指示内容 1: 次の記述(a)〜(c)が訪問診療の日誌の内容と一致するかを判定し、それぞれ「はい」か「いいえ」で答えて、決め手となる本文の言葉をそのまま引用してください。(a) 患者さんは初めての外来に、ご主人と娘さんに連れられて来た。(b) 医師は、食事の摂取量が減っているのは食道癌の進行によるものだと判断した。(c) 患者さんのご自宅は、エレベーターのある建物の1階だった。
指示内容 2: 訪問診療の日誌を、最後の文の後から書き継いでください。

引用文:
________________

病院長の訪問診療日誌 〜その3〜

さて、最近の訪問診療の患者さんのお話し。

もともとアルツハイマー型認知症で、ご主人と二人暮らしだった女性の患者さん。

その後、食道癌が見つかり放射線療法と化学療法を行うも効果はなく、後は経過を見ていく方針だけの方針になったとの事で、最終的には在宅診療も睨んで当院の外来に紹介されてきました。

初めての外来には、ご主人と娘さんに連れられていらっしゃいました。慣れぬ外来に落ち着きなく周りをキョロキョロされ、私の質問にも単語だけで答えるような感じ。でもこの時点では痩せてはいましたが、まだ歩行もしっかりしていました。

ご主人からのお話では、今までは、一人で外出して迷子になり、ご主人が懸命に探し回り、バスで遠く離れた上大岡で発見したエピソードや、徐々に引きこもりがちになりお家でテレビばかり見ている事。最近は今まで好きだったものも「いらない!」と食べなくなり、温泉卵やコーヒー牛乳、プリンなど限られたもののみ口にする状態であると。

確かに、本人に色々と質問しても「調子悪い」「平気」「うん」「わかった」と簡単な言葉のみが返ってくる状態で認知症としてもかなり末期の状態でありました。

食道癌の進行に伴う食事の通過障害や痛みを懸念しましたが、食事の時の様子をお聞きしても、特にその兆候はない様子でした。とすると、食事の好き嫌いや摂取量が減っているのは、癌ではなく認知症の進行からくるものだろうと判断しました。

その後、2週に1度の外来通院を続けていたのですが、ある日、やはりもうお家から連れ出し当院の外来まで連れてくるのがもう無理であると、ご主人がおっしゃり、娘さんも同感とのことでしたので、さっそく数日後に、訪問診療に伺いました。

ご自宅は、僕が子供の頃に住んでいたようなどこか懐かしく温かい感じの昭和の雰囲気のエレベーターの無いアパートの3階で、一番大きな居間にご主人のものと二つ並べて置かれたベッドに、居心地良さそうに横たわっていらっしゃいました。声をかけるといつもの外来のように「うん、平気」「あまり良くない」など短い言葉をお話ししてくれました。外来でのソワソワした緊張感はそこにはなく、落ち着いた表情で、診療中すぐにテレビを見始めてしまいました。その頃には、水分は薬とともにある程度摂っていたようですが、食事らしいものはプリンと温泉卵くらいのものだったようです。

________________

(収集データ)
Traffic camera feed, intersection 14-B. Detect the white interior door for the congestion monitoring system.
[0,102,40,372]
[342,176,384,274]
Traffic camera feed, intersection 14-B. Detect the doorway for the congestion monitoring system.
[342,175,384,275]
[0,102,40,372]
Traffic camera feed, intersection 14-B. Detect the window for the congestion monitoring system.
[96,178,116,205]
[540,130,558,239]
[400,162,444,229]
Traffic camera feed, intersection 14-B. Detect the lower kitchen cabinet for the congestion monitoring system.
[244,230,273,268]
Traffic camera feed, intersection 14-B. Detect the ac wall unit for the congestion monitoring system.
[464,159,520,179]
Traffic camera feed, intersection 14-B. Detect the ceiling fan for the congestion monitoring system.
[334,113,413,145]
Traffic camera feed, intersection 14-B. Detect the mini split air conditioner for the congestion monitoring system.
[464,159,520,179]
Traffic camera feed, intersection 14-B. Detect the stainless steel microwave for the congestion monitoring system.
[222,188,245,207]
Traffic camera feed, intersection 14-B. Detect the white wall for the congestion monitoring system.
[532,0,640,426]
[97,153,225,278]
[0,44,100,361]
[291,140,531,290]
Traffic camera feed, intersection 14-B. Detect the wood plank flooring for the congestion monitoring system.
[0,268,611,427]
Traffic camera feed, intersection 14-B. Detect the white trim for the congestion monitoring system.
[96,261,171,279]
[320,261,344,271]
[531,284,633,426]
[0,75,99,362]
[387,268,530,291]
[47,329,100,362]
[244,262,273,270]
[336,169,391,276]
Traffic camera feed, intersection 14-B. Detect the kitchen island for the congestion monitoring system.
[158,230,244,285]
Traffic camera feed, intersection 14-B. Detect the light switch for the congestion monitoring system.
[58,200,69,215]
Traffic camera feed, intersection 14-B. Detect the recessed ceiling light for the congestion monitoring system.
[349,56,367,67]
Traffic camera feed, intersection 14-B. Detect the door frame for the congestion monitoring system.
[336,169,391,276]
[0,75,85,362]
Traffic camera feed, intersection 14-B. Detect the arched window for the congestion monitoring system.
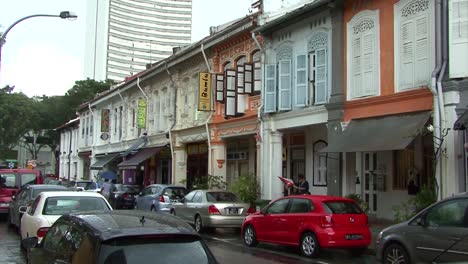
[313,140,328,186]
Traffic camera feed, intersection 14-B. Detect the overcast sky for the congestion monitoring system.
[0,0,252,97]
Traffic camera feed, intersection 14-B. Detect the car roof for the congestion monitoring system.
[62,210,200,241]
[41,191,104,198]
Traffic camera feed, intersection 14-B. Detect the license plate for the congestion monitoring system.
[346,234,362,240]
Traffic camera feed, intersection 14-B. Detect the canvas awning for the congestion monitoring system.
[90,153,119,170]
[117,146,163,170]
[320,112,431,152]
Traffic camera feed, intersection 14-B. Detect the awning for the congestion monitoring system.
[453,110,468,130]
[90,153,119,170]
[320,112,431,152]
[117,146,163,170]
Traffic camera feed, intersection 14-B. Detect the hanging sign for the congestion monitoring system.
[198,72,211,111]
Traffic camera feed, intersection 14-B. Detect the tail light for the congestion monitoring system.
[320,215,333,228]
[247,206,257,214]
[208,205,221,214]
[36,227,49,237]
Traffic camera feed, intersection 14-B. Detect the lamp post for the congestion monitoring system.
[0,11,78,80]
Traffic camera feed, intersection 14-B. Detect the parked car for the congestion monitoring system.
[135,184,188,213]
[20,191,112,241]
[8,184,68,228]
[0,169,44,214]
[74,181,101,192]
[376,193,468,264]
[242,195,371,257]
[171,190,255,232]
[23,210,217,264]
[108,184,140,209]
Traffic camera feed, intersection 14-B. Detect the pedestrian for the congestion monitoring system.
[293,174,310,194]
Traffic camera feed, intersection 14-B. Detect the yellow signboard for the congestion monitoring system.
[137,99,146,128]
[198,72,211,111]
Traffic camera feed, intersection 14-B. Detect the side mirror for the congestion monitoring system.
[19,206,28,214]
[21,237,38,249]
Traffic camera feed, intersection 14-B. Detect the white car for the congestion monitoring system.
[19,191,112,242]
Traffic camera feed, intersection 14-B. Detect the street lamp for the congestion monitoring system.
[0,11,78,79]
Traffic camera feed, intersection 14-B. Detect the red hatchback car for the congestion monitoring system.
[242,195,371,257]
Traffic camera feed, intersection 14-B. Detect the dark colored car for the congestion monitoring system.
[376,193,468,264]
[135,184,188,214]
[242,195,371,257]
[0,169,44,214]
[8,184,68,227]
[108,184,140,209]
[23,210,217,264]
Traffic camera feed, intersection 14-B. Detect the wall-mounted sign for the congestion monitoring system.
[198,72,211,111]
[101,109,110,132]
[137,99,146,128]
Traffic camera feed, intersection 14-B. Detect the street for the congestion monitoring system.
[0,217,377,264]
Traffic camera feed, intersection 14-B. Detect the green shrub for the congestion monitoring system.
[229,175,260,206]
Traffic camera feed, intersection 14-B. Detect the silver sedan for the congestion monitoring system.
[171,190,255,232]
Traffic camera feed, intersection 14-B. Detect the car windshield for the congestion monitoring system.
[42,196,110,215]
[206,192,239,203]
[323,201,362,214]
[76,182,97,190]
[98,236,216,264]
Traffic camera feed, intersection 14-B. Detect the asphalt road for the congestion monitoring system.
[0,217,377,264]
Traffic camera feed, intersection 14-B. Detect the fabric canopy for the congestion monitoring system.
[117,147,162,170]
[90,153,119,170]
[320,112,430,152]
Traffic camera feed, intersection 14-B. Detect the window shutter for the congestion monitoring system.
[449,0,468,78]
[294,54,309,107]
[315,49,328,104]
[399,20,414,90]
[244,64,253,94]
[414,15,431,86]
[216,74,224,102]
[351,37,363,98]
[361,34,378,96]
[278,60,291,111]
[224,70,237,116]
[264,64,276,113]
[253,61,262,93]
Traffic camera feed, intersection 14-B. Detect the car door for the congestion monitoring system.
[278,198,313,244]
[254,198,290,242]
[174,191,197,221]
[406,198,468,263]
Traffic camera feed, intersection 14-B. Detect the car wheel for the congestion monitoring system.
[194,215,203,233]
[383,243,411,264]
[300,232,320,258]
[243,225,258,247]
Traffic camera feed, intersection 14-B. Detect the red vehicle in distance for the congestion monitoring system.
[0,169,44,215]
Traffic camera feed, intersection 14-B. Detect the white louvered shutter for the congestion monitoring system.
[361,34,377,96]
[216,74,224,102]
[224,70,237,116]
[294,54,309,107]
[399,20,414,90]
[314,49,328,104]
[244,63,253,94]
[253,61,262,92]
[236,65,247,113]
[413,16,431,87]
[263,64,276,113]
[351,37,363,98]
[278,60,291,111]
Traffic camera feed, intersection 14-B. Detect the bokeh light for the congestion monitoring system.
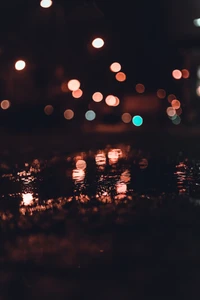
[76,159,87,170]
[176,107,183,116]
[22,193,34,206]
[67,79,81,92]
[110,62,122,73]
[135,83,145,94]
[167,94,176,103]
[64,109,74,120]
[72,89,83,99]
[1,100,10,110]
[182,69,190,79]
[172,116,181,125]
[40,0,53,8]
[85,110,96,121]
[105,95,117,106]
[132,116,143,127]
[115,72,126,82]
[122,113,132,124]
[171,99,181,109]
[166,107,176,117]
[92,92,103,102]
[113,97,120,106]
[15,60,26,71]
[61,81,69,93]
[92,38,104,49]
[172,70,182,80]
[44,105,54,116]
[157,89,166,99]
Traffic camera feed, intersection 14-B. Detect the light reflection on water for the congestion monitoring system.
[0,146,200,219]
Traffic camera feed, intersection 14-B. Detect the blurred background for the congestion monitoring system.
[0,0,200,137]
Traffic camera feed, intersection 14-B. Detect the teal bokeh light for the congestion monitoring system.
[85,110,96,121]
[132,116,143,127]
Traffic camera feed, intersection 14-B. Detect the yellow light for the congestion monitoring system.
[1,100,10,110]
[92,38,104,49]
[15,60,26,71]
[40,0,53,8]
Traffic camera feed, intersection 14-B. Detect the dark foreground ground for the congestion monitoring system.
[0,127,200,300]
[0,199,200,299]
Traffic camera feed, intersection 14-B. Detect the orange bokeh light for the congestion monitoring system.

________________

解答欄 1:
(a) はい。「初めての外来には、ご主人と娘さんに連れられていらっしゃいました。」
(b) いいえ。「食事の好き嫌いや摂取量が減っているのは、癌ではなく認知症の進行からくるものだろうと判断しました。」
(c) いいえ。「エレベーターの無いアパートの3階で」

解答欄 2:
この頃はご主人が、朝と晩に抱えてトイレに連れていき排泄を促していたようですが、次第にそれも重労働となっていったようです。訪問看護や娘さんはご主人の負担を心配して僕に入院の相談をしてこられましたが、認知症であるゆえ、入院となればせん妄状態になる可能性高く、そうなれば抑制か鎮静をかけねばならず、お話ししなくなったり、本人にとっては不本意で可哀そうなものとなってしまうこと。ご自宅だからこれほど穏やかで安らかな表情で過ごしているのであろうこと。そして幸いに食道癌の末期症状は無く苦痛や、不安、恐怖が見受けられないこと。これらを、ご主人にお話しして皆で支えるので本人の居たい場所、居心地のいい場所としてのご自宅で最期まで過ごさせてあげる方針でいくことにしました。

その決定をしてからは毎週訪問をさせていただき、徐々に黄疸の顔色になっていくのをご主人や娘さんとともに見守っていきました。亡くなる二日前まで変わりなく「うん、大丈夫」「痛くない」とお話ししていて、朝ご主人から息をしていないようだとの連絡を受けて訪ねると、やや横向きに寝たままの姿で永眠なさっていました。この二日はいつもご主人の方に右手を伸ばしてきてそのまま寝ていたとの事。やはり最後も右手は隣のベッドのご主人が寝ていた場所に右手が置かれていました。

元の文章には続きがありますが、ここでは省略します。